[Saved entries]
BEGIN
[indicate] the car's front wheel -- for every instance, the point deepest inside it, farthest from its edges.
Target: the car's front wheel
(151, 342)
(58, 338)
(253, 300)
END
Task instructions:
Reproduce the data verbatim, line for line.

Solution for this problem:
[indicate] the car's front wheel -- for every instance, the point deepest inside it, farthest from its edges.
Target: the car's front wheel
(151, 342)
(58, 338)
(253, 300)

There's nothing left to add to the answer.